Task:
Whenever a line below holds the word "fixture", count it; please give only the final number.

Information shown:
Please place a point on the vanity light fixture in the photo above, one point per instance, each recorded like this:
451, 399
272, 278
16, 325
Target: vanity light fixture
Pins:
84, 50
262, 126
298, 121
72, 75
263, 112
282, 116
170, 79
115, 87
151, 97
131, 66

Task output:
2